---- Reading text

There’s nothing pretty about a 20 year-old woman who is slumped in a doorway, drunkenly asleep with a fly-catching gaping mouth and a bottle of wine by her side. The police were just ahead of me and stood back until I had shaken her awake, which only took a moment and almost no effort. The man in the little shop across the street stood in his doorway, shaking his head in disapproval and disgust. He was probably the one who’d called us out on this ‘unconscious woman’ 999 adventure and he knew that she was just worse for wear and unfashionably visible near Bond Street, so had to be removed. This was the job of the emergency services of course because the council don’t have human clean up units. Personally, I’d contribute a few quid in tax to make that happen, then we can go see Mrs Nora Riley when she has her first heart attack.

The drunkard woke up, demanded her dignity back and stormed off, minus her booze, which had been confiscated by the cops. I love a happy ending, don’t you?

--------
---- The data

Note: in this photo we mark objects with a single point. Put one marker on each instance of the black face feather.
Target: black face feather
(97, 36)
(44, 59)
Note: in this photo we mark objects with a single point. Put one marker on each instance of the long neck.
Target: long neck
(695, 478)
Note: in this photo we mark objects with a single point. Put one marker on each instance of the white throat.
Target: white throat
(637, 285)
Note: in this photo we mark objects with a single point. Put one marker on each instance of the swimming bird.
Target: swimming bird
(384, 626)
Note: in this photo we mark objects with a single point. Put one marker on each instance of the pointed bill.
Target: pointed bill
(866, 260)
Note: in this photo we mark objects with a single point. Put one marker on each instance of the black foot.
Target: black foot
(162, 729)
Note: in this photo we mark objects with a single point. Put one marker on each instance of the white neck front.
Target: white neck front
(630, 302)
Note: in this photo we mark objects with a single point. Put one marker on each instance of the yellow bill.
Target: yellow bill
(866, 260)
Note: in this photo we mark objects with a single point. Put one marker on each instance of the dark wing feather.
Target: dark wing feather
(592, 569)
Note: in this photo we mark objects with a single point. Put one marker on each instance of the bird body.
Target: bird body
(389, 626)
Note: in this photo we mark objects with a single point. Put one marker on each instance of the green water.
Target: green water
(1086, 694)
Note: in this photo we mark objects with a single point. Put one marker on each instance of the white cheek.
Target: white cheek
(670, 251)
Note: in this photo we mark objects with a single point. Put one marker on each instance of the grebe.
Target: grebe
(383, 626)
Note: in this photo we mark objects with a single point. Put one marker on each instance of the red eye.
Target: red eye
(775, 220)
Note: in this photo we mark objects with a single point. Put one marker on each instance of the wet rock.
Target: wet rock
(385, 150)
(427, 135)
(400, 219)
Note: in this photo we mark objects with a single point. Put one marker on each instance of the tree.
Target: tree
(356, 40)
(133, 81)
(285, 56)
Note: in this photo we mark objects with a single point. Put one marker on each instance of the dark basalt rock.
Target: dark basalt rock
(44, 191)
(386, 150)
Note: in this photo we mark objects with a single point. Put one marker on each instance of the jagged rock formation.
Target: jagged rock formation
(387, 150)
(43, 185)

--------

Exercise brief
Reproduce verbatim the stretch of the doorway passage from "The drunkard woke" through "ending, don’t you?".

Task solution
The drunkard woke up, demanded her dignity back and stormed off, minus her booze, which had been confiscated by the cops. I love a happy ending, don’t you?